What the exercise asks:
Look through the data below and report how many lines include "canopy". Only the number should be given.

━━━ Provided information ━━━

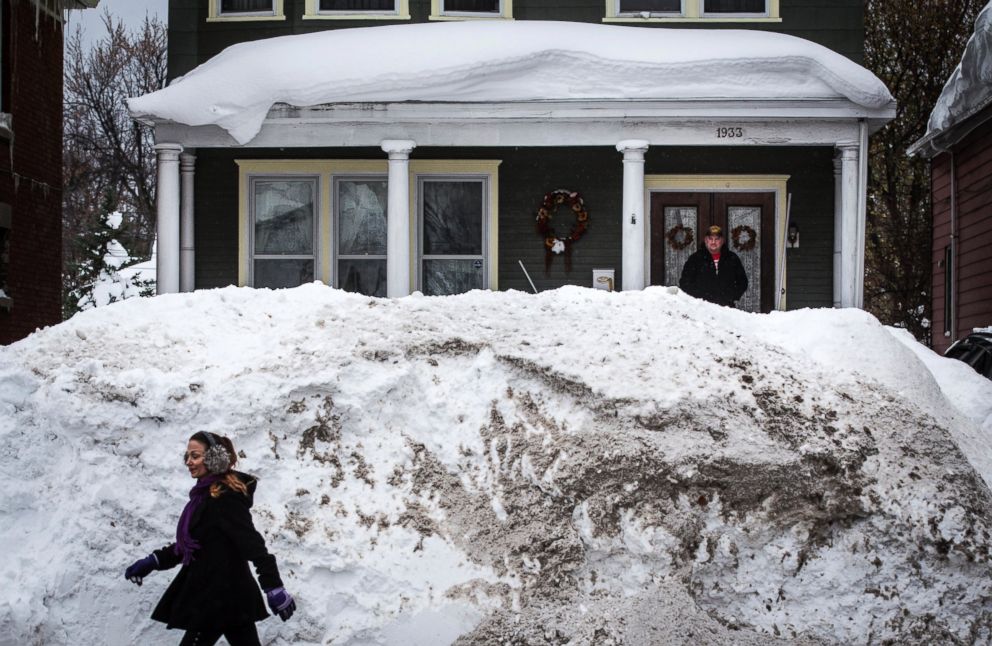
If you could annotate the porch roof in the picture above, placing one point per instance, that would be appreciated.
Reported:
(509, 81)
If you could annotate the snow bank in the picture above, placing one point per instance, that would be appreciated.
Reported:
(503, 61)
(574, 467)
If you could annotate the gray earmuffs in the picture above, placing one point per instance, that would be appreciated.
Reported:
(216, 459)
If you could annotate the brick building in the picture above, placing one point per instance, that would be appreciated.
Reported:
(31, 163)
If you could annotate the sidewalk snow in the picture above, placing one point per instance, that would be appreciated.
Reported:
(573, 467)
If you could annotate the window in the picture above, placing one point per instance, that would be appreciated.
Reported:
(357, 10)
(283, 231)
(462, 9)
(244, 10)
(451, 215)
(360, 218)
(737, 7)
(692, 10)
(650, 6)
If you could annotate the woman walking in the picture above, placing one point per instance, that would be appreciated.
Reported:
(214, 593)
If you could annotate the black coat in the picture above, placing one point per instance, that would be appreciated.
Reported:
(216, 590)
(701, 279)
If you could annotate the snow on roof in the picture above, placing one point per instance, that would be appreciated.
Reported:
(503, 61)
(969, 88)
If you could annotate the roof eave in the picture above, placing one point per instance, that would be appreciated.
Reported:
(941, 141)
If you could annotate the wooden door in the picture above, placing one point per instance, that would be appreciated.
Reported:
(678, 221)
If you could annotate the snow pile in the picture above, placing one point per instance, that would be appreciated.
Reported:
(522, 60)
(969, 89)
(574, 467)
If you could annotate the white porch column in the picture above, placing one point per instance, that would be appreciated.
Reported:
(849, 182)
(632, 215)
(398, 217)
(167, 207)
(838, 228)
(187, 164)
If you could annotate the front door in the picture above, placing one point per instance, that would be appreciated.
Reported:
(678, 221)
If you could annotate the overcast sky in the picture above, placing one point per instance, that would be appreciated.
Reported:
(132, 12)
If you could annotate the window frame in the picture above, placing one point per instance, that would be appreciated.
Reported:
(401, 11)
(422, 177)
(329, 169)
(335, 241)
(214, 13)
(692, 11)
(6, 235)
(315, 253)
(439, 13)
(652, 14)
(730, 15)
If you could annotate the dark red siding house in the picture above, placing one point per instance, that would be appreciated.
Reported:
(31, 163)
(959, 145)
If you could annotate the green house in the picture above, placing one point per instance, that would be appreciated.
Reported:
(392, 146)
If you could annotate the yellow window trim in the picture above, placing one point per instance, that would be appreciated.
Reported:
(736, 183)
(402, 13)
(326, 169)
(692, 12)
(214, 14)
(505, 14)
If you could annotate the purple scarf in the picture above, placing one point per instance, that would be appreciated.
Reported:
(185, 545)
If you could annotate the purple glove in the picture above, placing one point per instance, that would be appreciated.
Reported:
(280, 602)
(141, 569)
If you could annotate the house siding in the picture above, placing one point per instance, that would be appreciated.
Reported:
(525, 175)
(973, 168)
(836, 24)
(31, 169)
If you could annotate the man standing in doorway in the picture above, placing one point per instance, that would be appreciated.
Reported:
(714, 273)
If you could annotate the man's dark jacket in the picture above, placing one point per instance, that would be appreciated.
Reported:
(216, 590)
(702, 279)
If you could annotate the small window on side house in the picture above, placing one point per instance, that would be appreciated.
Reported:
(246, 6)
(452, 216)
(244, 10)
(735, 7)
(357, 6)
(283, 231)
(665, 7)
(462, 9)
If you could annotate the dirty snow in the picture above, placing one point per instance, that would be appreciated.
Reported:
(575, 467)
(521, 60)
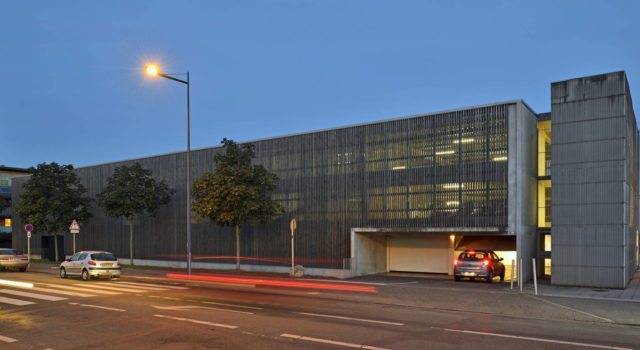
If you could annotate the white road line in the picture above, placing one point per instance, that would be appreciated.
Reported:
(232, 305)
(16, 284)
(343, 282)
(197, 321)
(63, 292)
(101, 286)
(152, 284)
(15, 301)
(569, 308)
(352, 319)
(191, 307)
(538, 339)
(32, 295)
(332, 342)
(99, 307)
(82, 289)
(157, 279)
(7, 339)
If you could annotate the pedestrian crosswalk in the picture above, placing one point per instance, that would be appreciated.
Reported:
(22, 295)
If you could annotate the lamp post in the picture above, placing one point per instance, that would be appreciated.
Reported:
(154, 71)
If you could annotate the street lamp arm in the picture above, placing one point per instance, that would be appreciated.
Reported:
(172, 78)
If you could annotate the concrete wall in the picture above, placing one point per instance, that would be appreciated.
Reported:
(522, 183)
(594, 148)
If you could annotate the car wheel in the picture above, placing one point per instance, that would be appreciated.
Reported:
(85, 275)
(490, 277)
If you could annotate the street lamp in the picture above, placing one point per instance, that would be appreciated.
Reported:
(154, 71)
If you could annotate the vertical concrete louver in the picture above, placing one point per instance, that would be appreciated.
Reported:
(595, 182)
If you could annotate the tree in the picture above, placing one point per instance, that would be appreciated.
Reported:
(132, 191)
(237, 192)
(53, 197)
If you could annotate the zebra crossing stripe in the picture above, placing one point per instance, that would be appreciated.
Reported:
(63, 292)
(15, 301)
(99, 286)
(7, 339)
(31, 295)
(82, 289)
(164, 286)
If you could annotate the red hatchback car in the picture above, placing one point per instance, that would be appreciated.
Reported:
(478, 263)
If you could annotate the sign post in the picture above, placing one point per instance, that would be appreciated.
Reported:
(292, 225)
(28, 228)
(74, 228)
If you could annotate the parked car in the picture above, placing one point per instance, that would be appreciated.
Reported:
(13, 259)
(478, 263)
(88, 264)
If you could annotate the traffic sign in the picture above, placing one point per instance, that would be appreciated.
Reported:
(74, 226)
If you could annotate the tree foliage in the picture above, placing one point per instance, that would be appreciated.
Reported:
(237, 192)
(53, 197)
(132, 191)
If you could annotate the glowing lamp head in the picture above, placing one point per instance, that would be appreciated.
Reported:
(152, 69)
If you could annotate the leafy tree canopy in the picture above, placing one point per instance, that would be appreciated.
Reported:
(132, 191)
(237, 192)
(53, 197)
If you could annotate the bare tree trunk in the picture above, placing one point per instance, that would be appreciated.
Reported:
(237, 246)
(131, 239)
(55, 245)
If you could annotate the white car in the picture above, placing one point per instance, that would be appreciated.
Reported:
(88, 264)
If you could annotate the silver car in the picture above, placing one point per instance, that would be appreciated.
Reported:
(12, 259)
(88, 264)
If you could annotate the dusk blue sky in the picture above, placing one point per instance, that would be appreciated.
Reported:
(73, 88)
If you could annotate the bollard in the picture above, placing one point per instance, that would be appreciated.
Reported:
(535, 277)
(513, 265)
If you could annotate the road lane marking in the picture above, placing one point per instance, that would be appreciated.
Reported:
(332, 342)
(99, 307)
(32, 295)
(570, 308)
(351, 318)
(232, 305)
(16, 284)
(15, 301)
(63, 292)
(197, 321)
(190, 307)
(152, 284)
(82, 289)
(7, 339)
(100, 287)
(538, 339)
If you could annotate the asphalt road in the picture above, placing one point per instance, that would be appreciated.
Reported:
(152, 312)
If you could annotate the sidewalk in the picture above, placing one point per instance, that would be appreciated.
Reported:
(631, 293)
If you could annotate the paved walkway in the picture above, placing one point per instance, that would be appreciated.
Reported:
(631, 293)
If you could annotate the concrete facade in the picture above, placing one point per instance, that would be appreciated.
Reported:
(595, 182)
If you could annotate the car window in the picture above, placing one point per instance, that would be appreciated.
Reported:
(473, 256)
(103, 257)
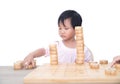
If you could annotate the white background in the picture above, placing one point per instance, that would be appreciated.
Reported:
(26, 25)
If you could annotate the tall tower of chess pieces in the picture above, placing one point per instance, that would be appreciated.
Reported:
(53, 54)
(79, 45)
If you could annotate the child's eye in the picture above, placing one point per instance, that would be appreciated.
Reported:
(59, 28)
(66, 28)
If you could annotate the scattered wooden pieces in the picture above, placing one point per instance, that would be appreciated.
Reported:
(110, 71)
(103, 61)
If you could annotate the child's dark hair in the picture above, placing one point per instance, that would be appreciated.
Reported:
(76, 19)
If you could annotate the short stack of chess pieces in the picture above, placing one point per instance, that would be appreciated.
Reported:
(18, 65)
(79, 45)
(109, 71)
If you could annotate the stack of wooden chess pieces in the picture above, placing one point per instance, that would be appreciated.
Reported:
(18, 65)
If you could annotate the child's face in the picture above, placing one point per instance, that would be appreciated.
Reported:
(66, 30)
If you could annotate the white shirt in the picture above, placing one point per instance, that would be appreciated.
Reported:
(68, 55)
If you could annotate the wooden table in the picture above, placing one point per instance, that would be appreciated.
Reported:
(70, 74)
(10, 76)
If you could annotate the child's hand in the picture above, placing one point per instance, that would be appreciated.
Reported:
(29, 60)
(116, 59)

━━━
━━━ Provided information ━━━

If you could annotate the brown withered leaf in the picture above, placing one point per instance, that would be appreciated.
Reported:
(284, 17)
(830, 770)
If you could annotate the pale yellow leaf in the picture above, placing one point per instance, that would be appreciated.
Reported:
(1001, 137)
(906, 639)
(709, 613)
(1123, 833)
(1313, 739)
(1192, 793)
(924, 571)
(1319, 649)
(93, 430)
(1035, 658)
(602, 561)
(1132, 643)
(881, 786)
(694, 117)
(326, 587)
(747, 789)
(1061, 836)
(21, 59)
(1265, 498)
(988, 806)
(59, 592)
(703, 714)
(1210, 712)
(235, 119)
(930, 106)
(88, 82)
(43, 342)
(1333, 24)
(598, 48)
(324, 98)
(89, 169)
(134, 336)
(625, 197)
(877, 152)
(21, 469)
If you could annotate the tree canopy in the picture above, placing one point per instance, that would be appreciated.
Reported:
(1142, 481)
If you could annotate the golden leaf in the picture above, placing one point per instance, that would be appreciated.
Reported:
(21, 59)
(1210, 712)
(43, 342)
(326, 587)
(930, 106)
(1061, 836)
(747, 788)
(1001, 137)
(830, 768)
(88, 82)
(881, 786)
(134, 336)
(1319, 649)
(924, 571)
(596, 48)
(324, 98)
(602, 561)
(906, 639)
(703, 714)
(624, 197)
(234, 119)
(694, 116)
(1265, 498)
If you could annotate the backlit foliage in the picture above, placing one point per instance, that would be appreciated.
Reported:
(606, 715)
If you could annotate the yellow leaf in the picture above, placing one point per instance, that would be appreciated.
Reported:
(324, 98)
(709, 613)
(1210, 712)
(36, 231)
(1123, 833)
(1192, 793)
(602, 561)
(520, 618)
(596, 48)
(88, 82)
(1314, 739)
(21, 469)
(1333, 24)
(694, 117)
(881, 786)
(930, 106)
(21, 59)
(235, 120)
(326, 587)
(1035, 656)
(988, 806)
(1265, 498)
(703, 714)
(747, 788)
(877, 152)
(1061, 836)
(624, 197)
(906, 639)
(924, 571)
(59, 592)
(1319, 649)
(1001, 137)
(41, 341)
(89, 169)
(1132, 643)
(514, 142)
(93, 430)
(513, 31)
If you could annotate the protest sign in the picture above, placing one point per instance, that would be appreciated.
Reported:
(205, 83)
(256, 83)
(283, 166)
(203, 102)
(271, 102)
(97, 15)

━━━

Solution below:
2